• [Records to use]:
========
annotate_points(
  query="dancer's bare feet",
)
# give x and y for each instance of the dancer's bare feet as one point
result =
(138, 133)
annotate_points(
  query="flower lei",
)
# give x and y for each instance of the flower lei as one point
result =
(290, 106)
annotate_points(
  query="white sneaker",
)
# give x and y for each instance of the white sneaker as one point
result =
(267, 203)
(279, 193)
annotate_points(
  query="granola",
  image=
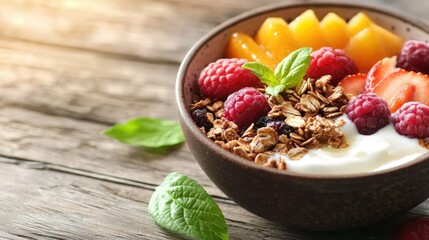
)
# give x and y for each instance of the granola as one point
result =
(309, 110)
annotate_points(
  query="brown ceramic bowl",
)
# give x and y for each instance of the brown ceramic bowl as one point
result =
(312, 202)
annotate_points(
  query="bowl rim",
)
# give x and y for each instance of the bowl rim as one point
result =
(186, 118)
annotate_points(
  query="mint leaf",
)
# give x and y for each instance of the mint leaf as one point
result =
(147, 132)
(288, 73)
(293, 68)
(182, 206)
(275, 90)
(264, 73)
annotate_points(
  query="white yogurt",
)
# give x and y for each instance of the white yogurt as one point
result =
(366, 153)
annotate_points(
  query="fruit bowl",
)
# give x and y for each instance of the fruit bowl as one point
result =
(303, 201)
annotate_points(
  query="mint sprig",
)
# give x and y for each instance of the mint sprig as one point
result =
(288, 73)
(151, 133)
(182, 206)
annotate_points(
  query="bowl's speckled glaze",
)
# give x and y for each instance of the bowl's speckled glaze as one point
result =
(302, 201)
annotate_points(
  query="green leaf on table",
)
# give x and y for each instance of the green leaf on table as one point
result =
(182, 206)
(147, 132)
(288, 73)
(293, 68)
========
• [Work to complete]: Please retype every record above exactly, leaving out the pictures.

• [Solution for this exercise]:
annotate_points(
  query="dancer's bare feet",
)
# give x and y for each instance of the dancer's bare feet as one point
result =
(138, 133)
annotate_points(
  query="flower lei",
)
# give x and y for each instance of the flower lei as one point
result =
(290, 106)
annotate_points(
  query="white sneaker",
)
# give x and y for each instance of the white sneaker as one point
result =
(267, 203)
(279, 193)
annotate_points(
  query="granola",
  image=
)
# give x and y for each instance of the granola as one point
result =
(309, 110)
annotate_points(
  query="brown ceramic bowl",
)
# give x and y for each instance of the brown ceramic bowl as one point
result =
(312, 202)
annotate_points(
  query="bowl rim",
)
# give x and y for each instance of the bowl rim as one point
result =
(186, 118)
annotate_points(
  query="mint leaf",
)
# give x and y for each instance of the mint leaf as one point
result =
(147, 132)
(288, 73)
(293, 68)
(182, 206)
(275, 90)
(264, 73)
annotate_points(
  query="white yogurt",
)
# give x and y for each instance of the white yogurt as one point
result =
(366, 153)
annotate_points(
  query="fruit bowl",
)
# give x and y for each instance of the fruit bowl as one point
result =
(303, 201)
annotate_points(
  query="mint sprig",
)
# give x and y for each instance of the mint sprig as one point
result =
(288, 73)
(151, 133)
(182, 206)
annotate_points(
  query="bowl's speckled glaze",
)
# give x and y for each instance of the bowl's speckled glaze as one point
result =
(302, 201)
annotate_points(
  query="green leaf on table",
)
# give x and y for each instance of the green leaf on table as one point
result =
(182, 206)
(147, 132)
(288, 73)
(293, 68)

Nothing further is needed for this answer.